**Goal**
Rescale the rows starting at the line containing "Pick out each electrical" and ending at the line containing "0;148;74;219" by rewriting all of those lines, requests included, with each box coordinate in the answers multiplied by 1.75 and rounded to a whole number, halves rounding up. Leave the requests and their sample coordinate lines unchanged.

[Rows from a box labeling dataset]

════════

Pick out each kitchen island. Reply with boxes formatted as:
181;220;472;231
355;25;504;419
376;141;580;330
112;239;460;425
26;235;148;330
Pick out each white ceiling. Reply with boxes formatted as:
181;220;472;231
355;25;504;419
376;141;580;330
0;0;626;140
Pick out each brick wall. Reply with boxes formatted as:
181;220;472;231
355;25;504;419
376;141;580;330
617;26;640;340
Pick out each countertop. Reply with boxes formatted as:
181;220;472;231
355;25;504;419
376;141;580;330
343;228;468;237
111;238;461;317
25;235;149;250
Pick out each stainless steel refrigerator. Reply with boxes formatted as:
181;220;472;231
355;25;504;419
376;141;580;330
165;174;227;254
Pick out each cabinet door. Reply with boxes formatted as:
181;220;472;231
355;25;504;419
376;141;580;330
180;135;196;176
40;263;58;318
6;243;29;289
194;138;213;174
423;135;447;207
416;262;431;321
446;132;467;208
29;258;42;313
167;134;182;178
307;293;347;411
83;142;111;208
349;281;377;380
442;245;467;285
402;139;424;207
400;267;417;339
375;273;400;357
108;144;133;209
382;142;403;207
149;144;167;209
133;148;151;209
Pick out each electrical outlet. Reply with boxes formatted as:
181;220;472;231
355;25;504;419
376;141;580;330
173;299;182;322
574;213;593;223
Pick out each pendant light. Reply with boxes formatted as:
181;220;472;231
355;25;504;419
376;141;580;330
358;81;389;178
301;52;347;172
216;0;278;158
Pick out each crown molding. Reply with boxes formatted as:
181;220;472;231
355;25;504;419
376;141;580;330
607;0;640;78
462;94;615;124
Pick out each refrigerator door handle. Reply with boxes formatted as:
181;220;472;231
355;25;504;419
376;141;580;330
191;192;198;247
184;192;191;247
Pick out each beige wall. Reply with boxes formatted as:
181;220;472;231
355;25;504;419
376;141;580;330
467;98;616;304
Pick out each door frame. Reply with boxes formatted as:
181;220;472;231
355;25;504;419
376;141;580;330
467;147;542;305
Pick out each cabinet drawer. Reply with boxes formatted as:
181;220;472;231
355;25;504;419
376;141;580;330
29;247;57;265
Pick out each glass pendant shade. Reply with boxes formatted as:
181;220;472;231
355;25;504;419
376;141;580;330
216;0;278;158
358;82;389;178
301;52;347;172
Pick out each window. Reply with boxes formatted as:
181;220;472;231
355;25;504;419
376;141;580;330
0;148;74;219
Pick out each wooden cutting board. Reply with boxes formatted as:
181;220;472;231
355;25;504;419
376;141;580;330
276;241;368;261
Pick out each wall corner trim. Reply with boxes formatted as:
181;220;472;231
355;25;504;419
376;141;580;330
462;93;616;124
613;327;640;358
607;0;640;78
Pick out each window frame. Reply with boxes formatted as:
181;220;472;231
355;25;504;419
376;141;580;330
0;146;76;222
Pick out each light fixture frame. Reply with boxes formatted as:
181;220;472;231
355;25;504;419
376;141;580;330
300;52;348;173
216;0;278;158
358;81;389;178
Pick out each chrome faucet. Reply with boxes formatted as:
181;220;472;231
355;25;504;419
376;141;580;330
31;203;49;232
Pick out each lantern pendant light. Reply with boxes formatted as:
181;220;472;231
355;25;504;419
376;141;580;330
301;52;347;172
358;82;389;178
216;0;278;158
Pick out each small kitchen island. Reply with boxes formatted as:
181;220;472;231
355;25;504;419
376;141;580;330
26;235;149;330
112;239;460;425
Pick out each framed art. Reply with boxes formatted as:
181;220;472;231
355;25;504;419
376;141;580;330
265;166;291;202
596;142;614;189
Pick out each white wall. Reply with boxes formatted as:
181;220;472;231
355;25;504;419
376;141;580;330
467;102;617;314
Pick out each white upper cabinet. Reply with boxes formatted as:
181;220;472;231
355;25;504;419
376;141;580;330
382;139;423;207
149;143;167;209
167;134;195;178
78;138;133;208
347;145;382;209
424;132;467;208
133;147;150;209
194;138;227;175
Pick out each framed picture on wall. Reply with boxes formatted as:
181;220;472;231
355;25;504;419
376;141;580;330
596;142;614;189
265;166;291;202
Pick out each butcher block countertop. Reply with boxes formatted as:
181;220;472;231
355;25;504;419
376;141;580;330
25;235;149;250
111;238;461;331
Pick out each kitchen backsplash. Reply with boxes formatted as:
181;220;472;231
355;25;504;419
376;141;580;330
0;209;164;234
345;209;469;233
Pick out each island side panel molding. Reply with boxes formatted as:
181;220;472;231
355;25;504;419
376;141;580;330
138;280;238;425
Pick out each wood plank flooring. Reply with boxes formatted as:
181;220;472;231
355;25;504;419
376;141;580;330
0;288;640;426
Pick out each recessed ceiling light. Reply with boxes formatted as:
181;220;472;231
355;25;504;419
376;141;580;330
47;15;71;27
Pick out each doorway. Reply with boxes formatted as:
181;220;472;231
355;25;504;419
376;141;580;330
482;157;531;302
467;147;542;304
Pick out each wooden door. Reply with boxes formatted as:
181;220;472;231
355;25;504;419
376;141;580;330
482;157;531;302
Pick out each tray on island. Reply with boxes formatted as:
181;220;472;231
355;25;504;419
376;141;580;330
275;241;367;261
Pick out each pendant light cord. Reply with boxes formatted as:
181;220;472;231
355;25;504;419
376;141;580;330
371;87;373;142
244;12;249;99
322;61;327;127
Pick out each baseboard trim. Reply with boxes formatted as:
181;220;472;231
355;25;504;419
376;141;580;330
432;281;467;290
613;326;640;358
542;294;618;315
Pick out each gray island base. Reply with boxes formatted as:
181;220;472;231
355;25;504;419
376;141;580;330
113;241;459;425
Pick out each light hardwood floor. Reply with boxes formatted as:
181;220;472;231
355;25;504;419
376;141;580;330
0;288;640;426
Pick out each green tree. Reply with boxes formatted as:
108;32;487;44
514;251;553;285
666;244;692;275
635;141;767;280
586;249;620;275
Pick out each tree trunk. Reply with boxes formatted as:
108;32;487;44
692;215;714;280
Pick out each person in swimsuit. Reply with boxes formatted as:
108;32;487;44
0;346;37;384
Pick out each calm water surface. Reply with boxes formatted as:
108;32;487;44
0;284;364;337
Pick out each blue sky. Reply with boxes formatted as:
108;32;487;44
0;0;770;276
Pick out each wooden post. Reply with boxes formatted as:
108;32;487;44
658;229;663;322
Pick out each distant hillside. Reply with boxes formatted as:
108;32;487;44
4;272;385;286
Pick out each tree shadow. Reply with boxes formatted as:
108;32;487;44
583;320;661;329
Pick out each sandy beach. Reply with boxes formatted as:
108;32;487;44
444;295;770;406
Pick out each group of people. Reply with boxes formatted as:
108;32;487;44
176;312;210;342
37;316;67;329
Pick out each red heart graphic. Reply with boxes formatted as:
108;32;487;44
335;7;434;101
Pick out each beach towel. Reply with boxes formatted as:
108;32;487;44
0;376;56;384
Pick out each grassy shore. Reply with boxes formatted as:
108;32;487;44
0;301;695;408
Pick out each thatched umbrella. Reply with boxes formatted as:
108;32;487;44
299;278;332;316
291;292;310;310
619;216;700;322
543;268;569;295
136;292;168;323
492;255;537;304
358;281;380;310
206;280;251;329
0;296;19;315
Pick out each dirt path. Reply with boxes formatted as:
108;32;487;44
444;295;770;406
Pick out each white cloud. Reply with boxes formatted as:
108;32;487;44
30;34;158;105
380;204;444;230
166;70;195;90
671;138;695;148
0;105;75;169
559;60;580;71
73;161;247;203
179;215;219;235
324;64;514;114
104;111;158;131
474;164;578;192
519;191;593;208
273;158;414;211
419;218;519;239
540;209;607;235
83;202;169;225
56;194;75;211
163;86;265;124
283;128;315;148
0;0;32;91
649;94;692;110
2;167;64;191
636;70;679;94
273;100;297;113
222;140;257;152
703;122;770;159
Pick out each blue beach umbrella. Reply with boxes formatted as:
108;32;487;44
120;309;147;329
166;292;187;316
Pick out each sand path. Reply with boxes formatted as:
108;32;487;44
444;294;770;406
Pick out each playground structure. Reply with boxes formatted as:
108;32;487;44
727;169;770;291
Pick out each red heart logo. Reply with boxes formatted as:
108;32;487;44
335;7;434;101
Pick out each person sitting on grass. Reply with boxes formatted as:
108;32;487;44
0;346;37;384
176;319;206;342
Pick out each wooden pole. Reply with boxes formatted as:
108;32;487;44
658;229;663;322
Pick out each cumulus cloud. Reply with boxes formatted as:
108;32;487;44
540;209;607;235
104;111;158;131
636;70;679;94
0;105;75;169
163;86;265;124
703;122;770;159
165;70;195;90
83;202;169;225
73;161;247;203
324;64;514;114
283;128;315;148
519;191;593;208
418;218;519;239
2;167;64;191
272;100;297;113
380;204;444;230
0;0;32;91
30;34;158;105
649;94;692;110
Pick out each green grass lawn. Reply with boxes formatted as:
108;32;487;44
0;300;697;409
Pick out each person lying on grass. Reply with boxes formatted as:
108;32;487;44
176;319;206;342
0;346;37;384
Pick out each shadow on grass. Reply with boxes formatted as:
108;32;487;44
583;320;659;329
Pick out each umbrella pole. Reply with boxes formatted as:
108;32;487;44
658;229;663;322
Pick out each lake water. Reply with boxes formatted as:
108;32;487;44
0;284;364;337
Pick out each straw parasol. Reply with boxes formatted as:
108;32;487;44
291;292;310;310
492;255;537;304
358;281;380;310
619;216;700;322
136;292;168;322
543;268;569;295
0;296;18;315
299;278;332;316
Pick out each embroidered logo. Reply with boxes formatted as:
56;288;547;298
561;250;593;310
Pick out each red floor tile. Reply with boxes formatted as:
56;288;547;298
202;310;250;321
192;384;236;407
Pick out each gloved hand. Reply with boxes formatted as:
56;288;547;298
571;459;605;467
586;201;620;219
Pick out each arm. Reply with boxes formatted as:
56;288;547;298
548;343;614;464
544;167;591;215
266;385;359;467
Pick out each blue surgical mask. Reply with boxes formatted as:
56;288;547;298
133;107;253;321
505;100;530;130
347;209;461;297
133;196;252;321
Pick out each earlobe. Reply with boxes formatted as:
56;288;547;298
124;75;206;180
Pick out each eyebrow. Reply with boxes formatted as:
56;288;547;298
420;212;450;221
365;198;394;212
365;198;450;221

════════

**Correct answer**
Pick out each electrical outlet. Reply with boxes formatted as:
181;220;472;231
355;25;504;419
376;141;580;330
303;523;319;564
1005;373;1038;390
Pick out each pendant light. Reply with boxes formatted as:
181;220;472;231
355;25;504;419
376;141;580;330
627;142;681;312
527;91;607;301
378;0;487;277
Pick out each crown molding. Reply with boxes formatted as:
181;220;472;231
355;25;504;419
376;141;580;330
1062;0;1120;137
809;165;1076;217
Pick out each refrigerator door handle. Reply with boxes formatted as:
181;220;472;231
355;25;504;419
376;141;580;330
334;336;347;432
322;336;334;432
Pick out each beige wall. Reply with boxes formatted as:
181;220;472;231
355;25;504;419
376;141;580;330
817;172;1078;532
Pick out each door frame. Reply with boxes formatted as:
181;220;472;231
355;25;504;419
376;141;580;330
817;257;949;534
Pick out each cabinet drawer. Reply with boxes formatted as:
181;220;472;231
355;25;504;419
376;141;580;330
51;432;100;464
Pick out each glass pendant shade. Reply with boxes formatted as:
181;220;472;231
355;25;504;419
376;141;580;330
378;0;487;277
627;144;681;312
527;91;607;301
Pick out each window. Reply with boxes formatted as:
181;220;472;231
355;25;504;419
376;141;580;330
0;259;130;383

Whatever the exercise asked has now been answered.